-- START --
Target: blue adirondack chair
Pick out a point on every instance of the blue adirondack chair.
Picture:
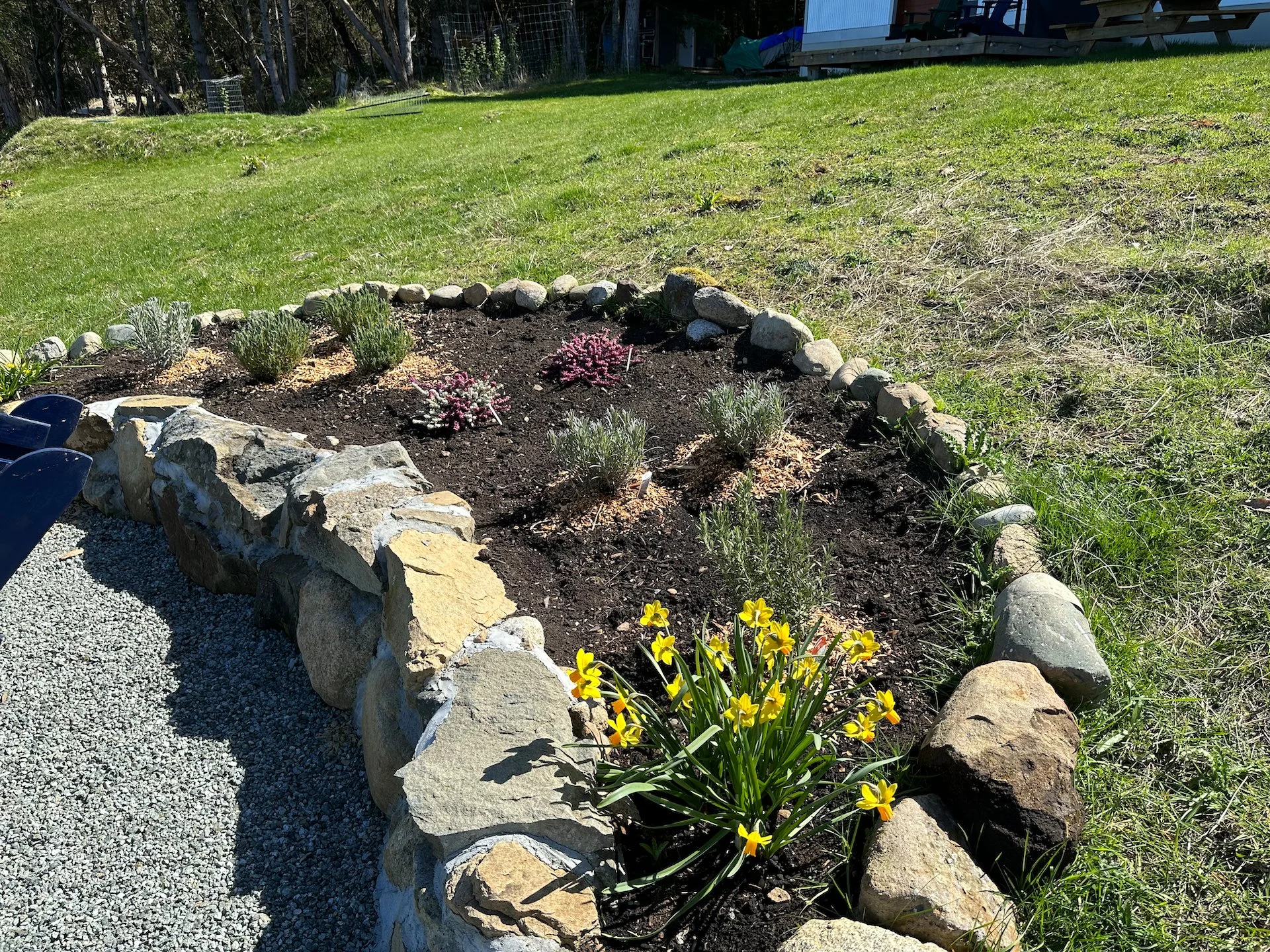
(38, 477)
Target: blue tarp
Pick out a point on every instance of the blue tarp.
(748, 54)
(793, 34)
-- END --
Reproduce word for word the part of the material above that opens with the line containing "Target: blue tarp" and runs through the end of the material.

* OUTPUT FOR THIS TASK:
Target: blue tarp
Pick out a point on every instance of the blue tarp.
(748, 54)
(793, 34)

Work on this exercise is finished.